[Begin]

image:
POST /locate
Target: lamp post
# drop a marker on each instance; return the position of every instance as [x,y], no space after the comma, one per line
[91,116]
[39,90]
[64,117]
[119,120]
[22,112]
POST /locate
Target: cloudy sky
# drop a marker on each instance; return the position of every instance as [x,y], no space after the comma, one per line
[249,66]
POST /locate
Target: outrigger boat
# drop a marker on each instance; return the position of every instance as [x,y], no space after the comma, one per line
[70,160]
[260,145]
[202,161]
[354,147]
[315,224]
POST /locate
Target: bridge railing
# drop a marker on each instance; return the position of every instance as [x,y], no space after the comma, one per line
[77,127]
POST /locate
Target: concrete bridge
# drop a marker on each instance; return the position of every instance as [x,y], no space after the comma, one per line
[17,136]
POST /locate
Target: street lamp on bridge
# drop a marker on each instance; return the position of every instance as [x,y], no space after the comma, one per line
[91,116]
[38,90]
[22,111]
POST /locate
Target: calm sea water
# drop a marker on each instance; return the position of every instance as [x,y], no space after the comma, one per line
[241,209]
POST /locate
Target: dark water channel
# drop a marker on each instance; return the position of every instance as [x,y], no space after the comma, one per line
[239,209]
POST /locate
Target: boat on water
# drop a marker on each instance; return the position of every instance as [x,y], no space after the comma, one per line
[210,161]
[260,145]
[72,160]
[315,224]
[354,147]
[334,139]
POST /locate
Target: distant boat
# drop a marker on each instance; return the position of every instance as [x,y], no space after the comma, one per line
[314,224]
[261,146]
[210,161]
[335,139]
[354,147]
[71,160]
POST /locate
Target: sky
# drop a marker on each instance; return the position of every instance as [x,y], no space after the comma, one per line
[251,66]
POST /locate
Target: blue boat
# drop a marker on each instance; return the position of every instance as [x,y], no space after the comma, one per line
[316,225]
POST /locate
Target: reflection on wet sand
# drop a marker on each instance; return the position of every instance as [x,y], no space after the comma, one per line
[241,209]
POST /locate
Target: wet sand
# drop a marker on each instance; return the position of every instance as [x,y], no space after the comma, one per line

[End]

• [PROBLEM] Reproduce each line of the material above precisely.

• [REPLY]
image:
POST /locate
Target: lamp post
# drop a marker on each instance; return the position of every instance as [x,y], no space after the comma, one per line
[91,116]
[39,90]
[64,117]
[119,120]
[22,112]
POST /locate
Target: cloudy sky
# drop a marker on each instance; return the position of every instance as [x,y], no space after the comma, one per line
[249,66]
POST /locate
Target: outrigger boat
# drop a marker on each instance; return the position of every instance as [x,y], no space after the comma, one per line
[70,160]
[260,145]
[202,161]
[354,147]
[315,224]
POST /locate
Target: bridge railing
# drop a marker on each instance; return the position of every instance as [x,y], no space after the comma, one per line
[77,127]
POST /locate
Target: concrete bridge
# drop a marker on each instance; return the position of every instance as [x,y], no space after the comma, one per line
[17,136]
POST /locate
Target: street lamp on bridge
# drop a marker on each instance; return the position of every instance as [x,y], no space after the comma, one per line
[91,116]
[38,90]
[22,111]
POST /locate
Target: calm sea water
# drop a marker on each instance; return the position of every instance as [x,y], no space after the comma, one per line
[241,209]
POST /locate
Target: dark water channel
# drop a marker on each instance; return the position of every instance as [x,y], no space after the comma, one per line
[239,209]
POST /locate
Target: boat on water
# drop a marker on each instance; return the position of every instance as [x,y], no space after the comma, one per line
[210,161]
[260,145]
[72,160]
[315,224]
[354,147]
[334,139]
POST /locate
Target: distant boat
# drop a marker on each instance; return the position of every instance as [x,y], no space after the comma, one per line
[314,224]
[261,146]
[210,161]
[335,139]
[354,147]
[71,160]
POST /locate
Target: sky
# drop a marker on each instance; return the position of every instance as [x,y], no space after the comma, one per line
[251,66]
POST /locate
Target: blue boat
# drop a marker on each instance; return the position of every instance as [x,y], no space after the comma, one per line
[316,225]
POST /locate
Target: reflection on wet sand
# drop a marker on each instance; return the position of every instance as [x,y], no space after the comma, one per line
[241,209]
POST /locate
Target: wet sand
# drop a marker on each instance; return the position of every instance as [x,y], no space after the comma, one per line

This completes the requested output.